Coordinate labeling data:
━━━━
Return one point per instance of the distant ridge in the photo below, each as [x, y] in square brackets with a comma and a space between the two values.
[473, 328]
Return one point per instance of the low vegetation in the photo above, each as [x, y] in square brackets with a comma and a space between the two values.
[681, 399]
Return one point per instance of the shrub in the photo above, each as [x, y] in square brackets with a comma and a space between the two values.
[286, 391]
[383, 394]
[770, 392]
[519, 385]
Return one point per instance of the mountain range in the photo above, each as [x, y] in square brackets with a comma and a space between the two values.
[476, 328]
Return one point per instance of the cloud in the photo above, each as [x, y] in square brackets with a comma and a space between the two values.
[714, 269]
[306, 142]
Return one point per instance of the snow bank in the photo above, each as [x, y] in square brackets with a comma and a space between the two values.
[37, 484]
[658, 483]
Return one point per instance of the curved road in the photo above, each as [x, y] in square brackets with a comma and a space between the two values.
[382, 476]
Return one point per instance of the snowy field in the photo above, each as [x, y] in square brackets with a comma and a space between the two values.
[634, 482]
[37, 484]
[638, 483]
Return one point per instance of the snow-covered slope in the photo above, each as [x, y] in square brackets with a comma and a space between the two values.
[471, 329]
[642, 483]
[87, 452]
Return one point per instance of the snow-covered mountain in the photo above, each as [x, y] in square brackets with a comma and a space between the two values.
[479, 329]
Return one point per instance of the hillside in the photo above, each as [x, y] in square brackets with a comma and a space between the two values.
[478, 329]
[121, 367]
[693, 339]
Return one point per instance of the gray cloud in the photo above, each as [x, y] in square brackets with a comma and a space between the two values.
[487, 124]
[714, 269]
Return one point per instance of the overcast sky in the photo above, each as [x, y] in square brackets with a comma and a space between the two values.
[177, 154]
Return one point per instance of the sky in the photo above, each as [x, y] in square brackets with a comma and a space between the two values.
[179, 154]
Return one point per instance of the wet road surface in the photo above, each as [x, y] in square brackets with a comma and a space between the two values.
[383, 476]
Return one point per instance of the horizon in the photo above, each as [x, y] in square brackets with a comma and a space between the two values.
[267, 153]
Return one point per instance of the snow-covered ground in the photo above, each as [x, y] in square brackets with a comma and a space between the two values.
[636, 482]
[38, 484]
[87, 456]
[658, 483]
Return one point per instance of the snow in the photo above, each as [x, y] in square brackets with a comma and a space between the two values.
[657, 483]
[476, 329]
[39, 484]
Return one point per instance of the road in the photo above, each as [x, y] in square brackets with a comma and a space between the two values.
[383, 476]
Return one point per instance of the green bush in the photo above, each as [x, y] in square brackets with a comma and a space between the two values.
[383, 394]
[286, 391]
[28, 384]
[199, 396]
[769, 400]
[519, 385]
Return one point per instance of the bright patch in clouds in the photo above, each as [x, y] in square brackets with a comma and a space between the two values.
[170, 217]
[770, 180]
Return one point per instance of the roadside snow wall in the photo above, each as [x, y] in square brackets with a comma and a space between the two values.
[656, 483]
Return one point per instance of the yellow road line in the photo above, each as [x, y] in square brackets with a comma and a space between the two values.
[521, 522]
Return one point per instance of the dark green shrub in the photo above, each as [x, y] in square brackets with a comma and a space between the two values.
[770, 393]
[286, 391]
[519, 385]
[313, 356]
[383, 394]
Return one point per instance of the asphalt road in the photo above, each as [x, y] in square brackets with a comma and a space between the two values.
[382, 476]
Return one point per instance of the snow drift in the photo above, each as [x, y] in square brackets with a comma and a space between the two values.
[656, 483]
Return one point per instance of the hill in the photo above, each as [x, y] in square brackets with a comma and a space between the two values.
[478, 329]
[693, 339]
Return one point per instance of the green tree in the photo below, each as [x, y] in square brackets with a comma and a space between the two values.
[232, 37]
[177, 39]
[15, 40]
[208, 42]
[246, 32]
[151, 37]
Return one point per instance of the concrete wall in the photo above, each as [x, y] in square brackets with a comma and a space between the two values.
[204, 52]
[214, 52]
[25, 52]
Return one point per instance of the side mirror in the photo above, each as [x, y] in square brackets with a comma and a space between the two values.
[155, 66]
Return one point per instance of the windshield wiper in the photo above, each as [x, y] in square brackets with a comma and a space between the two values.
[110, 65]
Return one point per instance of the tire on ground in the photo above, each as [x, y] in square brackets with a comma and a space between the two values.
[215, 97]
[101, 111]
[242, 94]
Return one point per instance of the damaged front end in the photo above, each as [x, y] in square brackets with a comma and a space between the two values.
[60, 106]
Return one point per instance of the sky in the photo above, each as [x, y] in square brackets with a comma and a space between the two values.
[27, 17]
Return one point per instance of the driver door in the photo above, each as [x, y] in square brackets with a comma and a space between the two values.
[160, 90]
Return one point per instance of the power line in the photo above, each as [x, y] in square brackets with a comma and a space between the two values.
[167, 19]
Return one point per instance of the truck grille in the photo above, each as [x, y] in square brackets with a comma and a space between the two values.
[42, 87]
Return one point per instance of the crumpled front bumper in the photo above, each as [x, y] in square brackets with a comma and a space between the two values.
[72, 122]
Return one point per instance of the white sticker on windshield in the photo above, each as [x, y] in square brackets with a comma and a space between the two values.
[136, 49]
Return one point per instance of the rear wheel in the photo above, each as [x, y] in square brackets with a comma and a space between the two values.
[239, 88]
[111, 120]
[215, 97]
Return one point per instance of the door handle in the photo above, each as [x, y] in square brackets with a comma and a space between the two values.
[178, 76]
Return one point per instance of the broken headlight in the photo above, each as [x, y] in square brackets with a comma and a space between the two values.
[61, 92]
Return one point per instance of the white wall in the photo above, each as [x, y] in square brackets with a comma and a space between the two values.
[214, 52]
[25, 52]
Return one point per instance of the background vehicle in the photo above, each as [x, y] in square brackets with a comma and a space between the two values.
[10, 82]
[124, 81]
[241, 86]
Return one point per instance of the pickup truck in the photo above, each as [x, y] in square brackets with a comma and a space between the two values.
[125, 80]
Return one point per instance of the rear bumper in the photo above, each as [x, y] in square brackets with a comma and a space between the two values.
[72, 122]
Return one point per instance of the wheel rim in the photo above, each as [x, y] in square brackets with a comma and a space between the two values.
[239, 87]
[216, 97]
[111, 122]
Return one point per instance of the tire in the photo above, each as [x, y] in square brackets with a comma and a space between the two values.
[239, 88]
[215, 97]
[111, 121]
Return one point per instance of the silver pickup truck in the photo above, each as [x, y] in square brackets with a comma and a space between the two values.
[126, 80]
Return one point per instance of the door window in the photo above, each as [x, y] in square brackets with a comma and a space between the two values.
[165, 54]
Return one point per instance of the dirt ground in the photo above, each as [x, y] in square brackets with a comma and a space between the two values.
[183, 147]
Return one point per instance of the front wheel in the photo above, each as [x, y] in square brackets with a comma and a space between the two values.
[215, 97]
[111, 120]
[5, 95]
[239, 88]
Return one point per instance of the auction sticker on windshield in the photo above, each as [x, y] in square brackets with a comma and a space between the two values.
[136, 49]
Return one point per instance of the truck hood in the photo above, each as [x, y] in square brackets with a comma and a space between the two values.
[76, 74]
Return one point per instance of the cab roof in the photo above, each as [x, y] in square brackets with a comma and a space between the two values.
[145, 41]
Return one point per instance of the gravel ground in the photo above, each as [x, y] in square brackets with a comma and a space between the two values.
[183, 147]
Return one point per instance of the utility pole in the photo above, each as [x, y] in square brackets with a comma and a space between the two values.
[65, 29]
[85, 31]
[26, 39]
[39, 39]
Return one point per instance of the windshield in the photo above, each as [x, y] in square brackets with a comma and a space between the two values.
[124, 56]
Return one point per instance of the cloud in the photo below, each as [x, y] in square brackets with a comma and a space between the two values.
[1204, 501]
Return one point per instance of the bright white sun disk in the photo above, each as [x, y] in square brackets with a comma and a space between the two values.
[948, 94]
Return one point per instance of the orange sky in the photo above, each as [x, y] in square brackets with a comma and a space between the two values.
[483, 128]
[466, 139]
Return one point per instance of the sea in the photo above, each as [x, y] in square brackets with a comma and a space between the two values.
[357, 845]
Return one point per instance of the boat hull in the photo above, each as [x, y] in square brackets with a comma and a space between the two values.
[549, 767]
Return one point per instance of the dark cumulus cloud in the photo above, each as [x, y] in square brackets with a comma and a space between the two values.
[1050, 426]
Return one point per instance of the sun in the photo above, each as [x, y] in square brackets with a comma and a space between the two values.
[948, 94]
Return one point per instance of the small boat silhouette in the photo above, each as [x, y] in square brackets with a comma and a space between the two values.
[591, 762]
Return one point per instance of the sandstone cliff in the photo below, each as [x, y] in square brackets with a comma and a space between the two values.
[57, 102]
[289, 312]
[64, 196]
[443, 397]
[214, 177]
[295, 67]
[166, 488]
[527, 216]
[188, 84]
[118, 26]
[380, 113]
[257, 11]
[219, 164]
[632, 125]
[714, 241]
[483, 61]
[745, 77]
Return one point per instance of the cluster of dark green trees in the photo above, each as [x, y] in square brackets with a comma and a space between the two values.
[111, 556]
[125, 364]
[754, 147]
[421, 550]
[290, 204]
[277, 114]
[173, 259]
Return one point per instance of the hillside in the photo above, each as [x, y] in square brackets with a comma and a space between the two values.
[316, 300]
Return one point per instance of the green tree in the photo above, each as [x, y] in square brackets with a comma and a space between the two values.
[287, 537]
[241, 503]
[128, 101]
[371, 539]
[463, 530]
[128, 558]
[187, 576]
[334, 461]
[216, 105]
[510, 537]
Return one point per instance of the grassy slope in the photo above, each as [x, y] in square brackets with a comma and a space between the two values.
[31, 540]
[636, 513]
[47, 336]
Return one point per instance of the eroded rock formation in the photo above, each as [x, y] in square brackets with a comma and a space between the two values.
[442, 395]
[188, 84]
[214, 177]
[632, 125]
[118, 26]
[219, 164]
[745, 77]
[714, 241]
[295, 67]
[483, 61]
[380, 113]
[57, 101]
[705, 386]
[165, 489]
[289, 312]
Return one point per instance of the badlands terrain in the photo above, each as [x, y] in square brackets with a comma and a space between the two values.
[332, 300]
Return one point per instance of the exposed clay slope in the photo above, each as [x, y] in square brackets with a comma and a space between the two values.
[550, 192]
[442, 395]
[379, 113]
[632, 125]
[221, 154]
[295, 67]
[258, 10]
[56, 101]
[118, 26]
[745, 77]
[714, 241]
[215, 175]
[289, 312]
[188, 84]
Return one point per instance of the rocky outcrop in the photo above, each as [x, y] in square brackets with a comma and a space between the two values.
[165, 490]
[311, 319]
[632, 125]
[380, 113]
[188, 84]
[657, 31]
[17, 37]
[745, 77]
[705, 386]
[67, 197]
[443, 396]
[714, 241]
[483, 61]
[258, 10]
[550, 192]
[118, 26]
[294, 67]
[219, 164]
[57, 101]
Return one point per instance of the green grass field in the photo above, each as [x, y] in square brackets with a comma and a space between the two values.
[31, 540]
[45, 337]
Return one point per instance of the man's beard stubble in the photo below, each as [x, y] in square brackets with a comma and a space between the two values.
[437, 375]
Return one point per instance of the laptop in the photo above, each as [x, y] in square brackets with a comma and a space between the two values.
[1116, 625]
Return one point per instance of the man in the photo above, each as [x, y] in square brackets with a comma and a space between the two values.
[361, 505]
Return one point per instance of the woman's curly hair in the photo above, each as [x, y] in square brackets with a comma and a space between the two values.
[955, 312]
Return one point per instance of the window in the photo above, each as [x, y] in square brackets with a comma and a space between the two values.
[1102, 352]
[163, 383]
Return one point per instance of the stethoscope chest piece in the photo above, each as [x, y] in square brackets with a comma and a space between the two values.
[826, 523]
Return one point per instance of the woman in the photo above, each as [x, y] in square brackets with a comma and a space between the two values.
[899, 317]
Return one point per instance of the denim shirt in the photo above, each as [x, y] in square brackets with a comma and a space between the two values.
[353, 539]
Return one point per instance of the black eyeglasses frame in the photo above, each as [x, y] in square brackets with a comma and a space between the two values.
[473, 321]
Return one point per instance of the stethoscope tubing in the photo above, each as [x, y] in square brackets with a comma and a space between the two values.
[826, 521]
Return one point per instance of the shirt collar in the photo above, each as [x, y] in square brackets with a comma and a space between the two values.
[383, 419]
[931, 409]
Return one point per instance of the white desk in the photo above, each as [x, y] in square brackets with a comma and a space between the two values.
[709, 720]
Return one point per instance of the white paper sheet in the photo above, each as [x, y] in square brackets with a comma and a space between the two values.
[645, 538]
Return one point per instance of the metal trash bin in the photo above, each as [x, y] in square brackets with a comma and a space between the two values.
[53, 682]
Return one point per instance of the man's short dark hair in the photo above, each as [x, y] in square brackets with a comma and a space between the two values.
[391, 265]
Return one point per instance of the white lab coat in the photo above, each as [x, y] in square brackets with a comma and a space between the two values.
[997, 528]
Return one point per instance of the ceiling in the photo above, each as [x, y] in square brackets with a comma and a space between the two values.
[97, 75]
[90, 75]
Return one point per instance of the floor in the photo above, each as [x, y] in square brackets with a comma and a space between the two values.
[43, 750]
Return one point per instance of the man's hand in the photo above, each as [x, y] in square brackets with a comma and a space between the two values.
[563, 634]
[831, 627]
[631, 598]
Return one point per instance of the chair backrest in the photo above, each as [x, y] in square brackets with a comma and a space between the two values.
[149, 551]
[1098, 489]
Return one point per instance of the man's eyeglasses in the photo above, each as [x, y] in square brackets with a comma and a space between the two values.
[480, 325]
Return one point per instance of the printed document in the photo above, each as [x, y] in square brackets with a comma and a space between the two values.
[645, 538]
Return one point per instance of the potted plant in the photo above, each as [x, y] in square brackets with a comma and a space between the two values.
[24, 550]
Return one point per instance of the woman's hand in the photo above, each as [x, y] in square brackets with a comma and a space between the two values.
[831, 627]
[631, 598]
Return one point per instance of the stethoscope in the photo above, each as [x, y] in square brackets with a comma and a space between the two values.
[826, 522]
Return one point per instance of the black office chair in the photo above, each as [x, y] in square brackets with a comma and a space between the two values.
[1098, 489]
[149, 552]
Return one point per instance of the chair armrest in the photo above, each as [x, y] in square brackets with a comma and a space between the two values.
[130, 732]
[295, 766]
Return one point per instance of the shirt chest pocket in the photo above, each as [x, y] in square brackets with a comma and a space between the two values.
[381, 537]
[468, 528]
━━━━
» **GOAL**: Copy the stretch from the line containing "Return one point per instance of the shirt chest" through the final line, keeping every character unchanged.

» **COMPLETE OUTPUT**:
Return one point per instance of the shirt chest pocket in the photo above, each as [x, y] in square brackets with a comma and a space between the two values.
[381, 537]
[468, 528]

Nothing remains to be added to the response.